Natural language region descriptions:
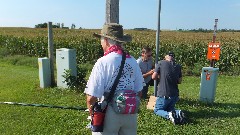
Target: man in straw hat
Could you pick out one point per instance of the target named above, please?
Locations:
(104, 74)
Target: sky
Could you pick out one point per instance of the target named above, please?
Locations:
(90, 14)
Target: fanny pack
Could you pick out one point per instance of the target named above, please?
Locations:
(126, 102)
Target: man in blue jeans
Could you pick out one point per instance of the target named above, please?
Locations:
(170, 76)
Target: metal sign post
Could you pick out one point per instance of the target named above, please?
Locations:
(112, 11)
(50, 52)
(157, 45)
(212, 61)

WHAT TO DO: Your task is to restate word for word the lines from the top of the data to the line containing "Target: man in blue jeans", both ends included, with every picture left out.

OUTPUT BELOW:
Target: man in straw hat
Could you pick out one point per instance of the target named above, please?
Locations:
(104, 74)
Target: sky
Could you pick out one point per instance of the target named above, please?
Locations:
(90, 14)
Target: fanny pack
Could you pick out one point per instance of the target named above, please?
Locations:
(126, 102)
Target: man in blue jeans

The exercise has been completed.